(Dataset lines)
##############################
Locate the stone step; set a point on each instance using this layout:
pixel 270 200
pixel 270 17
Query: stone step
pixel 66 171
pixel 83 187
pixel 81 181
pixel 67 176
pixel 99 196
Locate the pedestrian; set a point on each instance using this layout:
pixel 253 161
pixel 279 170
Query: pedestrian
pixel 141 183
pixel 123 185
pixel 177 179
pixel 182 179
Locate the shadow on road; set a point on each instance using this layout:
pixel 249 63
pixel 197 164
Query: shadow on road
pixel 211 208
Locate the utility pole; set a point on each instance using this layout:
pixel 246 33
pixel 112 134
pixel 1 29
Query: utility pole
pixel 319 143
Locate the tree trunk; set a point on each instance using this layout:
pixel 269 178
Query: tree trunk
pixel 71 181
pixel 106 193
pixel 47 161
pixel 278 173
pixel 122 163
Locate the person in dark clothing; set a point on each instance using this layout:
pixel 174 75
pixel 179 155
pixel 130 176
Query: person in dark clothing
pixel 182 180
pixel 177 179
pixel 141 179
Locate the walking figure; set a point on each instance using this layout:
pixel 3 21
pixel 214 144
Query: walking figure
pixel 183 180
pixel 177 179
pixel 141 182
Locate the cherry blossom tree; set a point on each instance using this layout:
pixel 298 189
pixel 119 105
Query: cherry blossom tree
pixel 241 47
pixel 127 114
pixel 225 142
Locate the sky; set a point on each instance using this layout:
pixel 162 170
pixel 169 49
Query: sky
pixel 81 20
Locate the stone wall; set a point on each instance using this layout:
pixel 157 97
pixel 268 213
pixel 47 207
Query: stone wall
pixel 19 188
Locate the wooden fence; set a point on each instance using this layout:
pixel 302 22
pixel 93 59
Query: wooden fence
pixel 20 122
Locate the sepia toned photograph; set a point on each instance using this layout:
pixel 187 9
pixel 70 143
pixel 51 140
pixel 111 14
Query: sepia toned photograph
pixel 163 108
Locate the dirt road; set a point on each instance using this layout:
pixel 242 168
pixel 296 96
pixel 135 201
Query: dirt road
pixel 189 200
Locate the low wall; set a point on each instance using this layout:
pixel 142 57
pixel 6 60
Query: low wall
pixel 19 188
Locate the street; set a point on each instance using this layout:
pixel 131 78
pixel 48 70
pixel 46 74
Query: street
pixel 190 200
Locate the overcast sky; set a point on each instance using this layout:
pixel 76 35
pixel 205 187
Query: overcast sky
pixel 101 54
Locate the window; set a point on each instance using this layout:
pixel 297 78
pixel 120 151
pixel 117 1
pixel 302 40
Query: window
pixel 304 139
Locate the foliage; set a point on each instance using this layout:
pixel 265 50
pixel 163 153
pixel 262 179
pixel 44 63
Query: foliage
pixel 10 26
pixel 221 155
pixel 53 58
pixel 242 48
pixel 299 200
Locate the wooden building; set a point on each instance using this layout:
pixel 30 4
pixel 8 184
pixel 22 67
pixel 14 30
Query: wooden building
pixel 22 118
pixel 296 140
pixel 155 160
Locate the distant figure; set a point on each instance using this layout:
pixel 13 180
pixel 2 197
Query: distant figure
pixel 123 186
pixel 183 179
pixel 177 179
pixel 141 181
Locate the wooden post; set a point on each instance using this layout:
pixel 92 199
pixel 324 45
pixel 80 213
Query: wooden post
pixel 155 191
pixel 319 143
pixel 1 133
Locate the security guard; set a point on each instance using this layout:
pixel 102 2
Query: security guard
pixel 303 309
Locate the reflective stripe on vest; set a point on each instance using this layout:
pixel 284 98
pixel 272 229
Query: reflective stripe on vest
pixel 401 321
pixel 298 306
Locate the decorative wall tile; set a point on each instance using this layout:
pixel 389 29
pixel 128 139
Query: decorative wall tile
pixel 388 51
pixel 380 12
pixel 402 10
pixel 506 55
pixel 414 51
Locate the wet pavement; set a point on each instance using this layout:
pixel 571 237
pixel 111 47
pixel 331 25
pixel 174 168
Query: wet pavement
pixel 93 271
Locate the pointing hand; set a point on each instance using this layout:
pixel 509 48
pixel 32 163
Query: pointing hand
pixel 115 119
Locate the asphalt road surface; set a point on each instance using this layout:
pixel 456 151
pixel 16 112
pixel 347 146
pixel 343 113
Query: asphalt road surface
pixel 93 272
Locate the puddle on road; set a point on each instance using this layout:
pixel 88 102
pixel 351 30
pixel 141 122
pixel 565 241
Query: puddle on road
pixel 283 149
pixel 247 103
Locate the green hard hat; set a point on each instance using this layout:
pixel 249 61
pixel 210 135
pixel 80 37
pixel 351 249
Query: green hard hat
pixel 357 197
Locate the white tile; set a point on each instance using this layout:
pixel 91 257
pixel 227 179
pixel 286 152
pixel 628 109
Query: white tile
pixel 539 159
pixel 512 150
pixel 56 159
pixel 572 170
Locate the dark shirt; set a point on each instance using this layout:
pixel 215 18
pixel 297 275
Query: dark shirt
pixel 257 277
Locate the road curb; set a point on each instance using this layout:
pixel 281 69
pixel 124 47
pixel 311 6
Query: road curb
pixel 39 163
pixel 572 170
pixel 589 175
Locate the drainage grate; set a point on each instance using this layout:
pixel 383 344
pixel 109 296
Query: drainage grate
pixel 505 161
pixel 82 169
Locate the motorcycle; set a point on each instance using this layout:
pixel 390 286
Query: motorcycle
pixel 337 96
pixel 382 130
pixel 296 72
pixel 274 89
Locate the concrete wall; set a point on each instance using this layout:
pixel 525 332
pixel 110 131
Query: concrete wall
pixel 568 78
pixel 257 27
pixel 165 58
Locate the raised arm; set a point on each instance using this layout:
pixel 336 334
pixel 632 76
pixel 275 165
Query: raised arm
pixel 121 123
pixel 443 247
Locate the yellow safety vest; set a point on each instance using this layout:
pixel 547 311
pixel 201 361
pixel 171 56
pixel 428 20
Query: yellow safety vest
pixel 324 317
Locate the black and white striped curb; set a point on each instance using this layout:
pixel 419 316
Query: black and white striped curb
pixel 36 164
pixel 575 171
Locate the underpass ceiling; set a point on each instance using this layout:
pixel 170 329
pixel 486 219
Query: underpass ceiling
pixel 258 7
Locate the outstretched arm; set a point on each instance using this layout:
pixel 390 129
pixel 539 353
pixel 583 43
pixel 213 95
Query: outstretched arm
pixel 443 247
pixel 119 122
##############################
THE REQUEST. Please put these lines into a JSON list of strings, one string per line, leaving out any blank lines.

ANSWER FOR THIS EXERCISE.
[
  "Locate the stone step; set a point on each instance using this layout:",
  "pixel 270 200",
  "pixel 270 17",
  "Query: stone step",
  "pixel 66 171",
  "pixel 83 187",
  "pixel 81 181",
  "pixel 67 176",
  "pixel 99 196",
  "Locate the pedestrian; set a point on each instance using this layout:",
  "pixel 253 161",
  "pixel 279 170",
  "Query: pedestrian",
  "pixel 141 183",
  "pixel 123 185",
  "pixel 177 179",
  "pixel 182 179",
  "Locate the shadow on road; set a point on each instance using this layout:",
  "pixel 249 63",
  "pixel 197 164",
  "Query: shadow on road",
  "pixel 211 208",
  "Locate the utility pole; set a point on each instance using this layout:",
  "pixel 246 33",
  "pixel 112 134",
  "pixel 1 29",
  "Query: utility pole",
  "pixel 319 143",
  "Locate the tree trunk; set a point on each instance using this layout:",
  "pixel 269 178",
  "Query: tree trunk",
  "pixel 71 181",
  "pixel 106 193",
  "pixel 47 161",
  "pixel 278 173",
  "pixel 122 163",
  "Locate the person in dark clothing; set a point on each instance using this layout:",
  "pixel 174 75",
  "pixel 179 155",
  "pixel 130 176",
  "Query: person in dark clothing",
  "pixel 182 180",
  "pixel 177 179",
  "pixel 141 179",
  "Locate the walking figure; set a point on each instance using this layout:",
  "pixel 3 21",
  "pixel 214 144",
  "Query: walking figure",
  "pixel 183 180",
  "pixel 177 179",
  "pixel 141 182",
  "Locate the cherry blossom tree; set a point on each instance using this layout:",
  "pixel 298 189",
  "pixel 119 105",
  "Query: cherry blossom tree",
  "pixel 241 47",
  "pixel 127 114",
  "pixel 225 142",
  "Locate the sky; set a point on each instance using this layout:",
  "pixel 162 170",
  "pixel 169 49",
  "Query: sky",
  "pixel 81 20",
  "Locate the stone wall; set a point on each instance using this layout:",
  "pixel 157 97",
  "pixel 268 213",
  "pixel 47 207",
  "Query: stone wall",
  "pixel 19 188",
  "Locate the wooden fence; set a point on each instance using this layout:",
  "pixel 302 22",
  "pixel 93 59",
  "Query: wooden fence",
  "pixel 20 122",
  "Locate the sepia toned photograph; set a point on each instance using this layout:",
  "pixel 187 9",
  "pixel 70 143",
  "pixel 51 140",
  "pixel 111 14",
  "Query: sepia toned photograph",
  "pixel 163 108",
  "Locate the dirt road; set a point on each instance using this layout:",
  "pixel 242 168",
  "pixel 296 96",
  "pixel 135 201",
  "Query: dirt road",
  "pixel 189 200",
  "Locate the low wall; set a point on each instance using this layout:",
  "pixel 142 57",
  "pixel 6 60",
  "Query: low wall",
  "pixel 19 188",
  "Locate the street; set a point on each instance using this layout:",
  "pixel 131 78",
  "pixel 48 70",
  "pixel 46 74",
  "Query: street",
  "pixel 190 200",
  "Locate the overcast sky; set a point on each instance using this layout:",
  "pixel 76 35",
  "pixel 205 187",
  "Query: overcast sky",
  "pixel 101 54",
  "Locate the window; set a point on each instance using this layout:",
  "pixel 297 78",
  "pixel 120 151",
  "pixel 117 1",
  "pixel 302 40",
  "Query: window",
  "pixel 304 139",
  "Locate the foliage; set a point on each instance using this layout:",
  "pixel 265 50",
  "pixel 163 153",
  "pixel 262 179",
  "pixel 44 63",
  "Query: foliage",
  "pixel 10 26",
  "pixel 221 155",
  "pixel 53 58",
  "pixel 242 48",
  "pixel 299 200",
  "Locate the wooden building; set a point on each instance using this layout:",
  "pixel 30 4",
  "pixel 8 184",
  "pixel 22 67",
  "pixel 14 30",
  "Query: wooden building",
  "pixel 22 118",
  "pixel 296 140",
  "pixel 155 160",
  "Locate the distant figure; set a point on each instance using this layout:",
  "pixel 13 180",
  "pixel 2 197",
  "Query: distant figure",
  "pixel 123 186",
  "pixel 183 179",
  "pixel 177 179",
  "pixel 141 181",
  "Locate the wooden post; set a point on each instance using this layout:",
  "pixel 92 199",
  "pixel 324 45",
  "pixel 80 213",
  "Query: wooden post",
  "pixel 155 191",
  "pixel 319 143",
  "pixel 1 133",
  "Locate the security guard; set a point on each instance using this layout:",
  "pixel 102 2",
  "Query: security guard",
  "pixel 303 309",
  "Locate the reflective stripe on vest; set a point on each instance using this layout:",
  "pixel 284 98",
  "pixel 272 229",
  "Query: reflective stripe on vest",
  "pixel 401 321",
  "pixel 298 306",
  "Locate the decorative wall tile; set a point on each instance using this layout:",
  "pixel 389 29",
  "pixel 128 139",
  "Query: decorative wall tile",
  "pixel 388 51",
  "pixel 380 12",
  "pixel 402 10",
  "pixel 506 55",
  "pixel 414 51",
  "Locate the wet pavement; set a point on each instance using this layout:",
  "pixel 571 237",
  "pixel 111 47",
  "pixel 331 25",
  "pixel 174 168",
  "Query: wet pavement",
  "pixel 93 271",
  "Locate the pointing hand; set a point on each instance using this layout:",
  "pixel 509 48",
  "pixel 32 163",
  "Query: pointing hand",
  "pixel 115 119",
  "Locate the asphalt road surface; set a point on each instance using this layout:",
  "pixel 456 151",
  "pixel 16 112",
  "pixel 347 146",
  "pixel 343 113",
  "Query: asphalt road surface",
  "pixel 93 272",
  "Locate the puddle on road; set a point on each instance using this layout:",
  "pixel 88 102",
  "pixel 351 30",
  "pixel 141 122",
  "pixel 565 241",
  "Query: puddle on road",
  "pixel 283 149",
  "pixel 247 103",
  "Locate the green hard hat; set a point on each instance using this layout:",
  "pixel 249 61",
  "pixel 210 135",
  "pixel 80 37",
  "pixel 351 249",
  "Query: green hard hat",
  "pixel 357 197",
  "Locate the white tile; set a point on each instance using this layout:",
  "pixel 91 257",
  "pixel 227 179",
  "pixel 286 152",
  "pixel 628 109",
  "Query: white tile",
  "pixel 539 159",
  "pixel 512 150",
  "pixel 56 159",
  "pixel 572 170",
  "Locate the dark shirt; set a point on each instance using this layout:",
  "pixel 215 18",
  "pixel 297 275",
  "Query: dark shirt",
  "pixel 257 277",
  "Locate the road curb; set a point on each instance using this layout:",
  "pixel 281 69",
  "pixel 124 47",
  "pixel 311 6",
  "Query: road curb",
  "pixel 39 163",
  "pixel 572 170",
  "pixel 589 175",
  "Locate the drainage grate; set a point on each instance using this layout:",
  "pixel 383 344",
  "pixel 109 296",
  "Query: drainage grate",
  "pixel 505 161",
  "pixel 82 169",
  "Locate the motorcycle; set a point on each instance using this layout:",
  "pixel 390 286",
  "Query: motorcycle",
  "pixel 337 96",
  "pixel 382 130",
  "pixel 296 72",
  "pixel 274 89",
  "Locate the concrete wall; set a point on each instance using this layout:",
  "pixel 525 332",
  "pixel 110 131",
  "Query: concrete wall",
  "pixel 568 78",
  "pixel 257 27",
  "pixel 165 58",
  "Locate the raised arm; set a point on each instance using this layout:",
  "pixel 336 334",
  "pixel 632 76",
  "pixel 275 165",
  "Query: raised arm",
  "pixel 121 123",
  "pixel 443 247",
  "Locate the yellow safety vest; set a point on each instance using this layout:",
  "pixel 547 311",
  "pixel 201 361",
  "pixel 171 56",
  "pixel 428 20",
  "Query: yellow safety vest",
  "pixel 324 317",
  "Locate the black and white striped curb; set a point on each instance using this layout:",
  "pixel 419 316",
  "Query: black and white striped curb",
  "pixel 36 164",
  "pixel 575 171",
  "Locate the underpass ceiling; set a point on each instance using this layout:",
  "pixel 170 329",
  "pixel 486 219",
  "Query: underpass ceiling",
  "pixel 258 7",
  "Locate the outstretched arm; set a point on each instance using this layout:",
  "pixel 390 129",
  "pixel 539 353",
  "pixel 583 43",
  "pixel 213 95",
  "Query: outstretched arm",
  "pixel 443 247",
  "pixel 119 122"
]